§ **出題内容 1**: 後に示す行について、「instance」を「occurrence」に置き換え、それ以外は変えずに書き直してください。画像の行は回答に含めないでください。
------ 提示本文
ここで言う「商品を販売した場合に、後日その代金を受け取る」取引のことを掛取引と言います。
また、売掛金の定義として重要なことは、商品やサービスを販売するなど営業活動を通して発生した債権のことを売掛金ということです。
例えば、お菓子メーカーが自社で製造したお菓子などの商品を販売して、後日代金を受け取る権利が売掛金です。
売掛金は後日請求し、代金を回収することで消滅します。
売掛金は、貸借対照表では資産に計上され、流動資産(1年以内に現金化できる資産)として計上されます。 売掛金には時効があり、一定期間の経過により消滅します。消滅時効は、売掛金の種類により1~5年と規定されており、詳細は次の通りです。
時効期間 | 売掛金 | |
1年で消滅 | 宿泊費・飲食料など | |
2年で消滅 | 月謝・教材費・製造業・卸売業・小売業 など | |
3年で消滅 | 診療費・建築代金・設計費 など | |
5年で消滅 | 上記以外 |
未収金とは?
売掛金が商品やサービスを販売するなどの営業活動を通して発生する債権であるのに対し、未収金は営業活動以外の取引により発生する債権のことです。
例えば、未収金には車両や備品などの固定資産や有価証券などがあります。
未収金は、売掛金と同じく貸借対照表上では資産に計上されますが、決算日の翌日から1年以内に回収される予定の場合は流動資産、1年を超える場合は固定資産に計上されます。
売掛金と未収金の違い
売掛金と未収金について解説しましたが、ここでは売掛金と未収金の違いについて解説します。
1.営業活動か否か
売掛金と未収金の最も大きな違いは、それぞれが発生する取引が営業活動であるか否かという点です。
つまり、売掛金が営業活動による商品やサービスの提供により生じる債権であるのに対し、未収金は営業活動以外の取引により生じる債権になります。
売掛金と未収金は、収益により発生したかどうかの違いがあるということです。
2.貸借対照表における計上の仕方
売掛金と未収金には、貸借対照表における計上の仕方にも違いがあります。
というのは、貸借対照表上、売掛金が回収期間にかかわらず流動資産に計上されるのに対し、未収金は回収までの期間が1年以内の場合は流動資産、1年を超える場合は固定資産に計上されるからです。
3.仕訳の仕方
売掛金と未収金では、仕訳の仕方が違います。
ここでは、具体例を示しつつ、売掛金と未収金の仕訳について解説します。
(1)売掛金の仕訳
売掛金は、営業活動において売上が発生したときに、使われる勘定科目です。
実際の仕訳では、資産である借方に売掛金を記入し、収益である貸方に売上を記入します(下記①)。
取引は、これで終わりではなく、取引先から売掛金を回収しなければなりません。
取引先から売掛金が普通預金に振り込まれた場合、売掛金を貸方に記入し、「普通預金」を借方に記入します(下記②)。
また、取引先が倒産などにより支払不能となる場合があります。
この場合、借方に「貸倒損失」を記入し、貸方に「売掛金」を記入します(下記③)。
このように掛取引では、2つの仕訳が必要になり、実際の仕訳は次のようになります。
①取引先に100,000円のサービスを提供し、代金を後払いとした。
借方 | 貸方 | |||
売掛金 | 100,000円 |
売上 |
100,000円 |
②後日、取引先から売掛金として100,000円が普通預金に振り込まれた。
------------
§ **出題内容 2**: 本文のうち「ここでは、具体例を示しつつ、売掛金と未収金の仕訳について解説します。」から「この場合、借方に「貸倒損失」を記入し、貸方に「売掛金」を記入します(下記③)。」までを、両端の語句も含めてそのまま書き写してください。
------ 対象の行
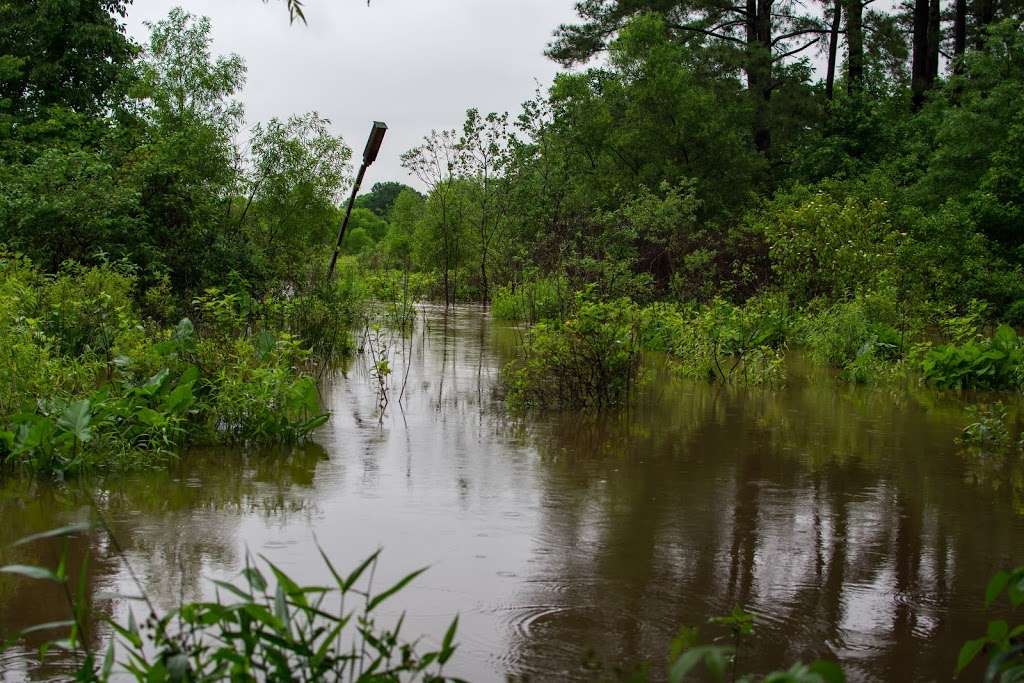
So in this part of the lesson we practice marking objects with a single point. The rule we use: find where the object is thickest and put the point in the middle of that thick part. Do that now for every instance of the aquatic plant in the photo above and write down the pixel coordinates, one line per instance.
(262, 626)
(125, 391)
(534, 300)
(723, 342)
------------
§ **回答結果 1**:
So in this part of the lesson we practice marking objects with a single point. The rule we use: find where the object is thickest and put the point in the middle of that thick part. Do that now for every occurrence of the aquatic plant in the photo above and write down the pixel coordinates, one line per occurrence.
(262, 626)
(125, 391)
(534, 300)
(723, 342)

§ **回答結果 2**:
ここでは、具体例を示しつつ、売掛金と未収金の仕訳について解説します。
(1)売掛金の仕訳
売掛金は、営業活動において売上が発生したときに、使われる勘定科目です。
実際の仕訳では、資産である借方に売掛金を記入し、収益である貸方に売上を記入します(下記①)。
取引は、これで終わりではなく、取引先から売掛金を回収しなければなりません。
取引先から売掛金が普通預金に振り込まれた場合、売掛金を貸方に記入し、「普通預金」を借方に記入します(下記②)。
また、取引先が倒産などにより支払不能となる場合があります。
この場合、借方に「貸倒損失」を記入し、貸方に「売掛金」を記入します(下記③)。